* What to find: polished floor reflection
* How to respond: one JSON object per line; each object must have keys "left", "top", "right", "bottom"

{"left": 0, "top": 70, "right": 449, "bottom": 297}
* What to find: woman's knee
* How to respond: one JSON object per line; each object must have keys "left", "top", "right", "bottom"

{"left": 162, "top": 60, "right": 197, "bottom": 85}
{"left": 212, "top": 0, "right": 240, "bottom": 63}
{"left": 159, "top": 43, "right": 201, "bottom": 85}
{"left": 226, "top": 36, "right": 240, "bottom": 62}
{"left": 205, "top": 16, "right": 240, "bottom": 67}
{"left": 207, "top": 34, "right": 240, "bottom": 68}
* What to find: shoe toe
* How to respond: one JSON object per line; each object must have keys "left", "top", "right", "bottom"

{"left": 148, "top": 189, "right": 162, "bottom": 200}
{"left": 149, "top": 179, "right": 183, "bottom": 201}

::::::::::

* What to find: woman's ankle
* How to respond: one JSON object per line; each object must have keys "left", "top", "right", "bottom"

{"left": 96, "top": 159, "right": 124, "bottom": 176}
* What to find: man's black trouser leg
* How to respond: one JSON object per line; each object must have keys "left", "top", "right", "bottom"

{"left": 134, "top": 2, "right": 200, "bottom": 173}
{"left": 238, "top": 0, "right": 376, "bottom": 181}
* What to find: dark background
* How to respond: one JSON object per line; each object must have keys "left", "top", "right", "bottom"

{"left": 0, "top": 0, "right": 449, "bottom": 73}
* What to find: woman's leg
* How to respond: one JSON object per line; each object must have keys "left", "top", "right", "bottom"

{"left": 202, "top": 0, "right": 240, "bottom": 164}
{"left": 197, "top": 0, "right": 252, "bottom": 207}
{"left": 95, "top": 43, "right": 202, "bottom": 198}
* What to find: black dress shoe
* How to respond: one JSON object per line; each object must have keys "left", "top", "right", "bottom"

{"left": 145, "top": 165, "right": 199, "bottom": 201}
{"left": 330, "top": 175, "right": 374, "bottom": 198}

::::::::::

▸ **EXERCISE BRIEF**: Copy the lines of the data above exactly as written, beginning with the line containing "find: dark background" and ending with the line containing "black dress shoe", and leave out all other lines.

▸ **REPLY**:
* What to find: dark background
* How to respond: one JSON object per line; each object must have keys "left", "top", "right", "bottom"

{"left": 0, "top": 0, "right": 449, "bottom": 73}
* What to find: woman's leg
* How to respond: one JSON object per line; each object must have keys "left", "top", "right", "bottom"

{"left": 202, "top": 0, "right": 240, "bottom": 164}
{"left": 197, "top": 0, "right": 252, "bottom": 207}
{"left": 95, "top": 43, "right": 202, "bottom": 198}
* What to find: black dress shoe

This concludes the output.